##### Okunacak Metin #####
“İşte bu politik ortam’da 1949 yılına gelindiğinde; 1937 yılından bu yana iptal edildiğinden, Silistreli Süleyman Hilmi Tunahan Hoca Efendi’ye 12 yıldan bu yana verilmeyen camii ve mescid’lerde va’az ve sohbet yapma yetkisini sağlayan vaiz’lik vesikası iade olunmuştur.

Bu sebepten Silistreli Süleyman Hilmi Tunahan Hoca Efendi, 1949 yılından i’tibaren Eminönü-Yeni Camii kürsüsünde yaptığı sosyal içerikli ve beden diliyle takviyeli cami va’az’larına, bıraktığı yerden yine başlamış ve cami sohbetlerini kesintisiz sürdürmüştür.”

Defe’atle ifade ettik ki, Süleyman Efendi Hazret’lerinin, va’az ve sohbetlerine 1937’de değil, 1943 yılında mani olunmuştur. Va’az ve sohbetlerine yeniden izin verilmesi ise, ancak 09 Eylül 1950 tarihindedir. “Sosyal içerikli ve beden dili stakviyeli,” ne demek?.. Sahibizaman, Mürşid-i Kâmil ve Mükemmil, Medar Mürşid ve Müceddid, birisi, elbette, Vârisi olduğu Nebiyy-i Ekrem, salla’llahu aleyhi ve sellem Efendimizin, “Kellimü’n-Nâse ala kaderi Ukûlühum,” (İnsanlara akılları ve idrakleri nisbetinde konuşunuz,” fermanına uygun ve mü’essir konuşacaktı.

Süleyman Efendi Hazret’lerinin va’az ve sohbetlerinin te’sirleri hemen görülür, öğleden önce veya sonra va’az ettiği camii’de, ikindiden önce veya sonra şu veya bu camii’de va’az edeceğim, dediğinde, eksiksiz, buradaki cemaatin tamamı o camii’ye de giderdiler. Mübarek kendileri, ateşin, mü’essir konuşurdu. Cemaat’de tam bir istiğrak halinde kendisini dinlerdi...
##### Veri Listesi #####
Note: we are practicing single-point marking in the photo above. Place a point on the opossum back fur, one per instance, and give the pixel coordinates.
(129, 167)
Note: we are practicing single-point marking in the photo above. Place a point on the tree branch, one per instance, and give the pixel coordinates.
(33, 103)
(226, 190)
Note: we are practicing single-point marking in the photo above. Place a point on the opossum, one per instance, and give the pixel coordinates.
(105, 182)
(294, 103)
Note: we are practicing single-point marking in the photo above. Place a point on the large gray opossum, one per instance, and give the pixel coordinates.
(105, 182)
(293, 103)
#####
##### Veri Listesi #####
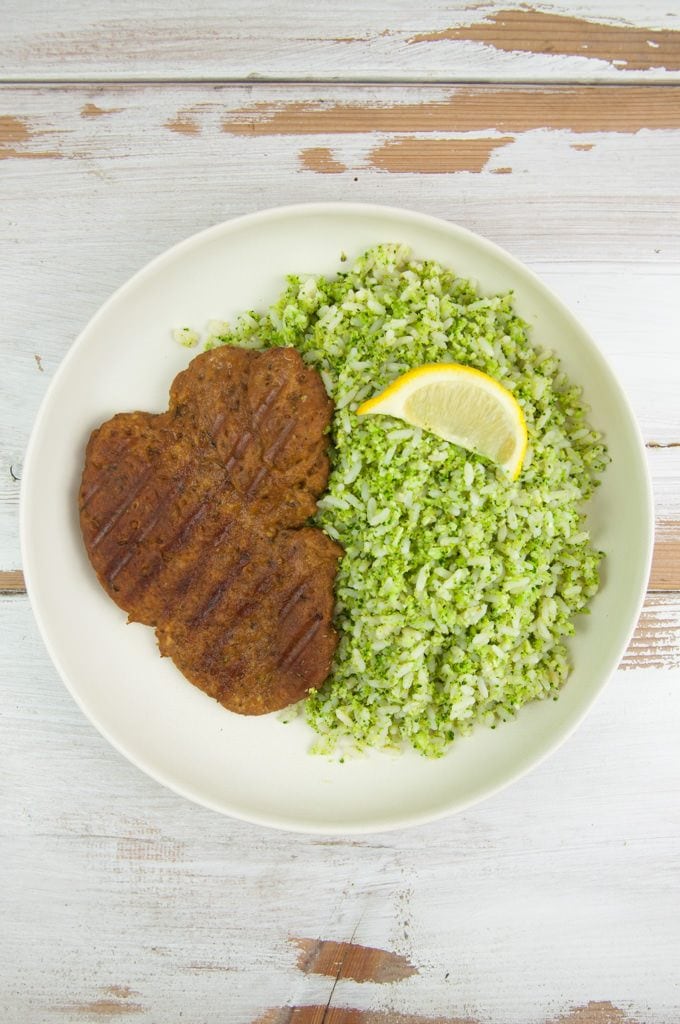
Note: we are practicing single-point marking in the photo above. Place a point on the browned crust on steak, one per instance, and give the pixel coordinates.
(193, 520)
#####
**İstenenler**
1 - Okunacak metinde “Süleyman Efendi Hazret’lerinin va’az ve sohbetlerinin te’sirleri” sözleriyle başlayan paragrafı, ana bilgilerini koruyarak daha kısa biçimde yeniden yazın.
2 - Süleyman Efendi'nin vaaz ve sohbetlerini anlatan okunacak metni, son cümlesinden sonrasını yazarak sürdürün.
Bu görevleri yapmak için listeye bakmanız gerekmez.

**Görevlerin Yanıtları**
1 - Süleyman Efendi Hazretleri'nin vaaz ve sohbetlerinin etkisi hemen görülürdü. Bir camide vaaz ettikten sonra başka bir camide de vaaz edeceğini söylediğinde, oradaki cemaatin tamamı o camiye de giderdi. Ateşli ve etkili konuşur, cemaat de onu kendinden geçmiş bir hâlde dinlerdi.

2 -
“Bu arada, okudukları bölümler farklı da olsa, 1918 yılında aynı okuldan birlikte me’zun olduğu, Ahmed Hamdi Akseki Diyanet İşleri Başkanlığına getirilmiş olduğundan Silistreli Süleyman Hilmi Tunahan Hoca Efendi, gelişen bu sosyal ve kültürel ortamı, çok iyi değerlendirmiştir.

Diyanet İşleri Başkanlığı’nın ihtiyaç duyduğu müftü, vaiz ve benzeri elemanları çok kısa bir zaman içinde yetiştirebileceğini ileri sürmüştür.

İstanbul’da Kasımpaşa’da Büyük Piyale Paşa Camii’nde, Bakırköyü, Kartaltepe Camii’nde, Eyüp’te Topçu Esad Ağa Camii’nde, Boğaz’da İstinye Merkez Camii’nde ve Üsküdar Kısıklı Küçük Çamlıca’da Mustafa Doğanbey’e aid ahşap konak’da, “RABITA,” prensibine dayalı bir Kur’ân-ı Kerim öğretim faaliyeti başlatmıştır.”

Tarihler yanlış, söylenenler mavaka’ya mutabık değil, hangi birisini tashih edelim ki:

Merhum, Ahmed Hamdi Akseki, 29.04.1947 - 09.01.1951 tarihleri arasında çok kısa denilebilecek bir zaman zarfında Diyanet İşleri Başkanlığı’nda bulunmuştur. Oysa ki, Süleyman Efendi Hazret’lerinin yaygın dinî Eğitim ve Öğretime başladığı tarih, 1952 tarihinden sonradır.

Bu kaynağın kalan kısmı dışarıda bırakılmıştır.